[Source material]

•••

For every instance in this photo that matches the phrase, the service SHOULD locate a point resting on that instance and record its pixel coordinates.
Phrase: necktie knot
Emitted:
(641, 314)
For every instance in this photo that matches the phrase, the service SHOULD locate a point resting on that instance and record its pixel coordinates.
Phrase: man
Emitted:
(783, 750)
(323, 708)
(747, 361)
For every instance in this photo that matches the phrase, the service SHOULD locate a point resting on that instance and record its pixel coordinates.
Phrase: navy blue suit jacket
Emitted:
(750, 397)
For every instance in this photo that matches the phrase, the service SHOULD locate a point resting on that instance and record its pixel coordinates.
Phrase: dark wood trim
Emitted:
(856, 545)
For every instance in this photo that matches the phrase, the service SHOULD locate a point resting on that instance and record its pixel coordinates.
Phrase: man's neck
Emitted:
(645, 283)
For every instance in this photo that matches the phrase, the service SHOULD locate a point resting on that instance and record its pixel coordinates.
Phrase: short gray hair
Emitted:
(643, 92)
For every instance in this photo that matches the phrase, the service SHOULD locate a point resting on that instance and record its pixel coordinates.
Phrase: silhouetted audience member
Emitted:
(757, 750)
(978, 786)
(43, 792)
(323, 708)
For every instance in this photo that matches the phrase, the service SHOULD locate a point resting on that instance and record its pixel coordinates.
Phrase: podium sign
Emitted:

•••

_PROBLEM DETAILS_: Reproduce the material above word for word, every line from first to last.

_ANSWER TO THE EXERCISE_:
For every instance in this photo that matches the phrase, the service SHOULD locate a point resting on that instance and record its pixel coordinates.
Phrase: necktie knot
Emitted:
(641, 314)
For every instance in this photo that matches the phrase, the service SHOULD locate a point resting on that instance and record its pixel coordinates.
Phrase: man
Emitted:
(783, 750)
(323, 708)
(747, 361)
For every instance in this photo that matches the phrase, the service SHOULD locate a point resting on that instance and record its pixel coordinates.
Phrase: navy blue suit jacket
Emitted:
(750, 397)
For every instance in this photo that matches the phrase, the service SHOULD locate a point resting on that instance and record its pixel coordinates.
Phrase: dark wood trim
Emitted:
(856, 545)
For every instance in this photo that matches the phrase, the service SHOULD locate a point resting on that instance and record its pixel coordinates.
Phrase: man's neck
Emitted:
(645, 283)
For every instance in this photo that matches the phrase, the service SHOULD locate a point resting on that instance and record its pixel coordinates.
Phrase: short gray hair
Emitted:
(643, 92)
For every instance in this photo that matches the phrase, the service SHOULD locate a point resting on that instance and record its pixel coordinates.
Phrase: silhouetted audience member
Emitted:
(757, 750)
(978, 786)
(43, 792)
(323, 708)
For every instance in this photo that matches the phrase, the service SHOULD locate a point resting on that instance and record its pixel coordinates.
Phrase: podium sign
Emitted:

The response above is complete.